**What is needed:** Copy out all lines of the listing below that hold "instance".

**Given entries:**
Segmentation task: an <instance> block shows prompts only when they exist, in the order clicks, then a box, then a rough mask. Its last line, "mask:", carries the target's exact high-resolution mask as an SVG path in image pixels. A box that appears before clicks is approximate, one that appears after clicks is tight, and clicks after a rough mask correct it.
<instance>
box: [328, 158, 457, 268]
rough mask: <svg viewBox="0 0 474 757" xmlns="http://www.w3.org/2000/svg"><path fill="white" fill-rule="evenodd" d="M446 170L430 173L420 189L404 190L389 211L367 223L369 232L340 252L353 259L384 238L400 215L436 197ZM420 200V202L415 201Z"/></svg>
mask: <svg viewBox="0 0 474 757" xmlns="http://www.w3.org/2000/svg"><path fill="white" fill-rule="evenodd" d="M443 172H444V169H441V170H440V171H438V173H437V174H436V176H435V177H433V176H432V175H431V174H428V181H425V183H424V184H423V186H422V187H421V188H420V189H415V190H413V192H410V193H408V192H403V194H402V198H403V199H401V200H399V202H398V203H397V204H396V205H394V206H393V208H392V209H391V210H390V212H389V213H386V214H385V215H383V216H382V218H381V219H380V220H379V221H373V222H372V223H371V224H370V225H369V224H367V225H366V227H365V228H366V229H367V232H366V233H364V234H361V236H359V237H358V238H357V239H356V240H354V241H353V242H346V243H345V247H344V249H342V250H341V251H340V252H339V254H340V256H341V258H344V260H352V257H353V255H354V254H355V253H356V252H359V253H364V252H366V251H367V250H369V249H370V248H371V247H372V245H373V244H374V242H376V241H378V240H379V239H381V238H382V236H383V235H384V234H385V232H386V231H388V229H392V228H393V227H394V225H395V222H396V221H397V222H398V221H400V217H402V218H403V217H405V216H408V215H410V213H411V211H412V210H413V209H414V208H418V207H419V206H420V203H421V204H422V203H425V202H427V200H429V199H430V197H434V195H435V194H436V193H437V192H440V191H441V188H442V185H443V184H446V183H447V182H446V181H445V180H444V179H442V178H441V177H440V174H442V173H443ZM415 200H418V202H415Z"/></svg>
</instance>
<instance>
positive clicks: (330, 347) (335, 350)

**Exercise output:**
Segmentation task: an <instance> block shows prompts only when they exist, in the order clicks, then a box, then a rough mask. Its last line, "mask:", carries the target's exact high-resolution mask as an SVG path in image pixels. A box that appears before clicks is approximate, one that appears after clicks is tight, and clicks after a rough mask correct it.
<instance>
</instance>
<instance>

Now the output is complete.